───── Excerpted data ─────
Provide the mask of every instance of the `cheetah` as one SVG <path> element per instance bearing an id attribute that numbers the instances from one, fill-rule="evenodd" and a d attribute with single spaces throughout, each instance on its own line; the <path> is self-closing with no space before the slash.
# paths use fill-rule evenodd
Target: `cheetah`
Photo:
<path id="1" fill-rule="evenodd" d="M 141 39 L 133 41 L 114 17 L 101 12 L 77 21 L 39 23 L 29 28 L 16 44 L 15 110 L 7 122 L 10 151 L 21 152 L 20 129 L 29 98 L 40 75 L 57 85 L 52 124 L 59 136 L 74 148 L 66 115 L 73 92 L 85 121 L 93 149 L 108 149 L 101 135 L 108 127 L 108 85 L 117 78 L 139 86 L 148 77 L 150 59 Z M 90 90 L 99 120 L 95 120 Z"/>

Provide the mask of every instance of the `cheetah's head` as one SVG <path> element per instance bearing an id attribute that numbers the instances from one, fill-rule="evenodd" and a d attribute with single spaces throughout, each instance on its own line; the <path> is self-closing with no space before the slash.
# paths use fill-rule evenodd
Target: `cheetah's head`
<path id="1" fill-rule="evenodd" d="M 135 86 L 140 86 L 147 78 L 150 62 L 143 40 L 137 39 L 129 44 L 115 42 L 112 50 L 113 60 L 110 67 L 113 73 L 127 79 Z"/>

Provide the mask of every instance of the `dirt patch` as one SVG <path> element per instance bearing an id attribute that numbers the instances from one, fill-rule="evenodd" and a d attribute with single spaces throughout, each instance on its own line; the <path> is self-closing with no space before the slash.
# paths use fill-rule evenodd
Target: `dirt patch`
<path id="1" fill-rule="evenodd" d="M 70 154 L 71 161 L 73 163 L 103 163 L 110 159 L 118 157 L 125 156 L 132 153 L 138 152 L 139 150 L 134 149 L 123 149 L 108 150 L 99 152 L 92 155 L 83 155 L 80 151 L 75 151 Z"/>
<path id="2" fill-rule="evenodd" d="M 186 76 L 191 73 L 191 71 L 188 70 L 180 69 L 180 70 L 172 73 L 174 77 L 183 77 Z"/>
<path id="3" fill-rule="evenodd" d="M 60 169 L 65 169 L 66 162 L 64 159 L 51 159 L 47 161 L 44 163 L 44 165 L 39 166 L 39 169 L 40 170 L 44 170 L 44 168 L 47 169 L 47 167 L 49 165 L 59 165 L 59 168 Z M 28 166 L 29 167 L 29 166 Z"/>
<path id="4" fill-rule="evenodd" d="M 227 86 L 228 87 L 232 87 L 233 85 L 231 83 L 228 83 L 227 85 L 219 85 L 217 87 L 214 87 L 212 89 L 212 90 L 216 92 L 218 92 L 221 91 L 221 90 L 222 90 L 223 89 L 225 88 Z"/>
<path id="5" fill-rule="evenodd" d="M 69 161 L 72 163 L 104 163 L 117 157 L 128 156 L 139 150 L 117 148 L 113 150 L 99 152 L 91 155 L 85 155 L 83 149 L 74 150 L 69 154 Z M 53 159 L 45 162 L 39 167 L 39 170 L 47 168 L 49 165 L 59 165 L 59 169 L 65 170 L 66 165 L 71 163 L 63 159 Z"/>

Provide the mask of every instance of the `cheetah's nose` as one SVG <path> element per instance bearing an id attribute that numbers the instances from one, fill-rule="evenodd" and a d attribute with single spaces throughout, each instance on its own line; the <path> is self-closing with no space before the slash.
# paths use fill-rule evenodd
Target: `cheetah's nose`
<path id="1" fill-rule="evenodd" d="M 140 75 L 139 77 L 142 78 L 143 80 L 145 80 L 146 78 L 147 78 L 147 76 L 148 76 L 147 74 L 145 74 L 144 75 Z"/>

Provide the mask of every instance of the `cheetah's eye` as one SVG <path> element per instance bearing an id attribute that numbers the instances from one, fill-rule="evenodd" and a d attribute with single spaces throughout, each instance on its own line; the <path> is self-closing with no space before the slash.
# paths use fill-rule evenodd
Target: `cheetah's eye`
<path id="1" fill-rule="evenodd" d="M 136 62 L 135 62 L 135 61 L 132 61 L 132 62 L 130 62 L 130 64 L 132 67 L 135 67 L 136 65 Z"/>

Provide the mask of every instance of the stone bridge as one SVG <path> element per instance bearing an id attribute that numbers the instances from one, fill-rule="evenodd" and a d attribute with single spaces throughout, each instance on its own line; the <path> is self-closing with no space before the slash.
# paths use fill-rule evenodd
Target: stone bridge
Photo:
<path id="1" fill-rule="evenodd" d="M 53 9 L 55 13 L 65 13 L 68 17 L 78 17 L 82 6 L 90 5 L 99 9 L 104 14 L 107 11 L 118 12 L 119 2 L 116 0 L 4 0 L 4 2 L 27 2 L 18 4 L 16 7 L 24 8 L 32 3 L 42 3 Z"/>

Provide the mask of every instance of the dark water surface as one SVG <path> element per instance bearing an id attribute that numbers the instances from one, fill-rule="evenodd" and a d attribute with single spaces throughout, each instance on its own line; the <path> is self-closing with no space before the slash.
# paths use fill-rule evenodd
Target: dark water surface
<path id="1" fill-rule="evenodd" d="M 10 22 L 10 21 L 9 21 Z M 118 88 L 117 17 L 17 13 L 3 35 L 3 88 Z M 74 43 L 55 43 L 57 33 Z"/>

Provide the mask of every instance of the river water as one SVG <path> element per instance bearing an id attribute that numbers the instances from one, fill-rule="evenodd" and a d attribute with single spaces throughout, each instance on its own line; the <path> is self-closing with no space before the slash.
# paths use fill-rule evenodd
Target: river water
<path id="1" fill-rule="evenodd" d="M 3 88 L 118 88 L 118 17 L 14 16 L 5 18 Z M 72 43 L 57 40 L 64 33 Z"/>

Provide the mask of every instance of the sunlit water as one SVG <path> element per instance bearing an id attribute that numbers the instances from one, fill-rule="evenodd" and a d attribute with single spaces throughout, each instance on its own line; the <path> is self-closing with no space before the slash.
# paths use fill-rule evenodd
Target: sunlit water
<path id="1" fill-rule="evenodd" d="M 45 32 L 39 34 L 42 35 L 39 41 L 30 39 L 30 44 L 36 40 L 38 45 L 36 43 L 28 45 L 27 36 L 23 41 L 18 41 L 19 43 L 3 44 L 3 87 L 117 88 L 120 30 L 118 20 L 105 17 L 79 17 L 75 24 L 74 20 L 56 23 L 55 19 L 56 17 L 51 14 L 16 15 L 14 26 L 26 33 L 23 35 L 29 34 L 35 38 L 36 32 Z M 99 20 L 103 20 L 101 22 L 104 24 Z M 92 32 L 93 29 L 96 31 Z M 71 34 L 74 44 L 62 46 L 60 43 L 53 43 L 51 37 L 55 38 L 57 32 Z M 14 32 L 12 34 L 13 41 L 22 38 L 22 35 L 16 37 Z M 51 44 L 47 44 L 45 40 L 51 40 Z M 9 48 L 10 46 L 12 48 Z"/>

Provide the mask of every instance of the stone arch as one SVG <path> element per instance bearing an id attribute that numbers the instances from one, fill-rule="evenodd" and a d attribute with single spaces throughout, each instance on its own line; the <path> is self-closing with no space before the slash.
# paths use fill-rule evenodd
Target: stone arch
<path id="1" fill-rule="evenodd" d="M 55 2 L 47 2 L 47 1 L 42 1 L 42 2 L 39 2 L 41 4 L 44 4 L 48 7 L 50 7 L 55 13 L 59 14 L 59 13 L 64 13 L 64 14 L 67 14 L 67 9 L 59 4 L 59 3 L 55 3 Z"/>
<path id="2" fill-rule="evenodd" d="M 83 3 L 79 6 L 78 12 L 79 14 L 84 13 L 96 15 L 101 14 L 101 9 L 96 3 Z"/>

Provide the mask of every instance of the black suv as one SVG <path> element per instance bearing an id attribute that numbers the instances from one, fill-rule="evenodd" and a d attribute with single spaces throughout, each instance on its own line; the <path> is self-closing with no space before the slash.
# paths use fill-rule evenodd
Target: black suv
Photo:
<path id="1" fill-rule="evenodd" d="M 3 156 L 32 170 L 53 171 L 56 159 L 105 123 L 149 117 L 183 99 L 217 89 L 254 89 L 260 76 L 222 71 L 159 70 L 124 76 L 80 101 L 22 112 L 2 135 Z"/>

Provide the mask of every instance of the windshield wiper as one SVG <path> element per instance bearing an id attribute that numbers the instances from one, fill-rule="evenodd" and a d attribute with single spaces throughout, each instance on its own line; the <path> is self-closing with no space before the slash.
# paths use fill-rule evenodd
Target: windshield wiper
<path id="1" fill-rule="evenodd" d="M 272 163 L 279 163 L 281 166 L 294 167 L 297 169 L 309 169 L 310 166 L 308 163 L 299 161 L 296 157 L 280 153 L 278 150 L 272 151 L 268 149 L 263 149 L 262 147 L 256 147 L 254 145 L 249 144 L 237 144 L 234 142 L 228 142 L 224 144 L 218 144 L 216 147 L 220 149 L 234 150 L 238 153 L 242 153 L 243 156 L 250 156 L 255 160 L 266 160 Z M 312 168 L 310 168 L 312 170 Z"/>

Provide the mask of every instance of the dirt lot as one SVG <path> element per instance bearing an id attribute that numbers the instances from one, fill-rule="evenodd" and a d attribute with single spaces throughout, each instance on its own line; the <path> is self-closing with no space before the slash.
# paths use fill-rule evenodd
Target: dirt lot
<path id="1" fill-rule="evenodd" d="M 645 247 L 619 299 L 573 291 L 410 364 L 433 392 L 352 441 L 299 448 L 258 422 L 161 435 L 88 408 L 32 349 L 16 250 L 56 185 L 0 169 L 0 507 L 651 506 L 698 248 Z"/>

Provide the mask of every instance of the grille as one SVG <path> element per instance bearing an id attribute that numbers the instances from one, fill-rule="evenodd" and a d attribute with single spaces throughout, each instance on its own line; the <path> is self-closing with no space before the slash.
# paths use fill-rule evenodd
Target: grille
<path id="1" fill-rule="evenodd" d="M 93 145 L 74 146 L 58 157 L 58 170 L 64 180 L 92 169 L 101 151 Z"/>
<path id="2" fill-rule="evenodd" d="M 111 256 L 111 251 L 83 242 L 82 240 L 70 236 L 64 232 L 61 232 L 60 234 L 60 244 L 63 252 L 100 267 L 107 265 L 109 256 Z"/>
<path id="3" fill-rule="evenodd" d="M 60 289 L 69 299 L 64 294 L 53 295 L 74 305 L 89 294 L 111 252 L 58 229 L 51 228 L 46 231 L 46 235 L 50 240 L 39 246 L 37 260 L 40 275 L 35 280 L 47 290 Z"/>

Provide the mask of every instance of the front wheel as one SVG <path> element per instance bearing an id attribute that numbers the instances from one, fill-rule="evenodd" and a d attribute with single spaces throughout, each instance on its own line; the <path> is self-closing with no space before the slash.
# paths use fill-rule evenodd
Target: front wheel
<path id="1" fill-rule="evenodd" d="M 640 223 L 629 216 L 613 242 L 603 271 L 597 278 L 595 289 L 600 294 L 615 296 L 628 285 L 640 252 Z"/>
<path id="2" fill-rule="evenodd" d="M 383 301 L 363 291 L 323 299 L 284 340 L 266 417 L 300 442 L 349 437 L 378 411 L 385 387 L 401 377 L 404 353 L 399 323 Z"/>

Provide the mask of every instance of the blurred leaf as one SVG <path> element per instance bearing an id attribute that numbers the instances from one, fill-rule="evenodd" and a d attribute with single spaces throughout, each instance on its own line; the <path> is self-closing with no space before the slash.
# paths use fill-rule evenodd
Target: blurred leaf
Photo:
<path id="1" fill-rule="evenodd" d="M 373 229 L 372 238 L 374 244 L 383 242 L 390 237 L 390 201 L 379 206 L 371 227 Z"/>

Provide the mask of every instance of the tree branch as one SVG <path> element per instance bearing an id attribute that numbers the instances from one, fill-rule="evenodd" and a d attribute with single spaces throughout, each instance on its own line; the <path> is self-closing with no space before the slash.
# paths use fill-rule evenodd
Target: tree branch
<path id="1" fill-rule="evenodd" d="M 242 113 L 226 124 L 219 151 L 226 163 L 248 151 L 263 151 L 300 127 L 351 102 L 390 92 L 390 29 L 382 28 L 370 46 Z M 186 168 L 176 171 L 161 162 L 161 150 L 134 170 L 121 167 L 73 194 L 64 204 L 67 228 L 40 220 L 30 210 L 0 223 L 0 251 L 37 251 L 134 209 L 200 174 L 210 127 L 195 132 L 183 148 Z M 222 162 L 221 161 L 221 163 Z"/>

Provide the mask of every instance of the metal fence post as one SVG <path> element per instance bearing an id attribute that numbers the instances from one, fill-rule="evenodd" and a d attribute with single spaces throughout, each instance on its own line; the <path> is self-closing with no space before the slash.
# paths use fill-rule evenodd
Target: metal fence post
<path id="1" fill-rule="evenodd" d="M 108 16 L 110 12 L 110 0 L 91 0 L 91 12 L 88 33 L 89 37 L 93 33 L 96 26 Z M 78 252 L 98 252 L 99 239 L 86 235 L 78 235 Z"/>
─────
Convert the items from the line with "Provide the mask of every instance of the sunlit" to the line with "Target: sunlit water" into a JSON list of strings, one string per line, leaving out blank lines.

[
  "Provide the mask of every instance of the sunlit water as one SVG <path> element per instance bearing an id attribute that numbers the instances from one, fill-rule=\"evenodd\" and a d attribute with single spaces throughout, each instance on its own line; the <path> is self-closing with no space before the slash.",
  "# paths use fill-rule evenodd",
  "Target: sunlit water"
]